## WHAT TO DO
• 1. In the grant report, retype the passage starting with "Institution: Indiana University - Bloomington , University" and going on through "September 22, 2001)".
• 2. Do these statements agree with the grant report? For each, answer yes or no and quote the words that decide it. (a) The project period was extended to September 22, 2001. (b) The project team comes from two midwestern research universities. (c) Minnesota is among the states the project covers.

## TEXT TO READ
━━━━━━━━━━

Grantee Research Project Results
2000 Progress Report: Integrated Assessment of Economic Adaptation Strategies for Climate Change Impacts on Midwestern Agriculture
EPA Grant Number: R824996Title: Integrated Assessment of Economic Adaptation Strategies for Climate Change Impacts on Midwestern Agriculture
Investigators: Randolph, J. C. , Littlefield, Bill , Johnston, Jerry , Mazzocco, Michael A. , Doering, Otto C. , Lowenberg-DeBoer, Jess , Pfeifer, Rebecca
Current Investigators: Randolph, J. C. , Mazzocco, Michael A. , Doering, Otto C.
Institution: Indiana University - Bloomington , University of Illinois Urbana-Champaign , Purdue University
Current Institution: Indiana University - Bloomington , Purdue University , University of Illinois Urbana-Champaign
EPA Project Officer: Chung, Serena
Project Period: October 1, 1996 through September 30, 1999 (Extended to September 22, 2001)
Project Period Covered by this Report: October 1, 1999 through September 30, 2000
Project Amount: $1,393,897
RFA: Global Climate (1996) RFA Text | Recipients Lists
Research Category: Climate Change , Ecological Indicators/Assessment/Restoration
Objective:
In the midwestern Great Lakes states, agriculture is the single largest land use?52 percent is devoted to crops and pastures (Smith and Tirpak 1989). In recent years, about 59 percent of the cash income from corn, 40 percent of the cash income from soybeans, and 26 percent of total agricultural products of the United States were from the midwestern Great Lakes states (Federal Reserve Bank of Chicago, 1985). Global climate change will cause impacts, possibly both positive and negative, on agricultural production in the United States.The focus of this project is on integrated assessment of potential adaptive responses available to the agricultural sector in the midwestern Great Lakes states (Wisconsin, Michigan, Illinois, Indiana, Ohio) to maintain productivity and profitability. Using ecosystem and economic modeling, we will assess realistic scenarios of the potential impacts of global climate change on midwestern agriculture and potential adaptive responses in the agricultural sector. The project is conducted by a multidisciplinary team of scientists from three midwestern research universities collaborating on interactive modeling of climate, crops, production enterprises, and institutional/policy systems. An important aspect of this project is the use of carefully selected expert panels to evaluate alternative scenarios and various adaptation strategies for midwestern agriculture.

━━━━━━━━━━

Coordinate labeling data:

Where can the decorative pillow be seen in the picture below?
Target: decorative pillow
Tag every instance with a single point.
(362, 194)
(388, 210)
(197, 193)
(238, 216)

━━━━━━━━━━

## EXPECTED OUTPUTS
• 1.
Institution: Indiana University - Bloomington , University of Illinois Urbana-Champaign , Purdue University
Current Institution: Indiana University - Bloomington , Purdue University , University of Illinois Urbana-Champaign
EPA Project Officer: Chung, Serena
Project Period: October 1, 1996 through September 30, 1999 (Extended to September 22, 2001)

• 2.
(a) Yes: "Extended to September 22, 2001"
(b) No: "a multidisciplinary team of scientists from three midwestern research universities"
(c) No: "(Wisconsin, Michigan, Illinois, Indiana, Ohio)"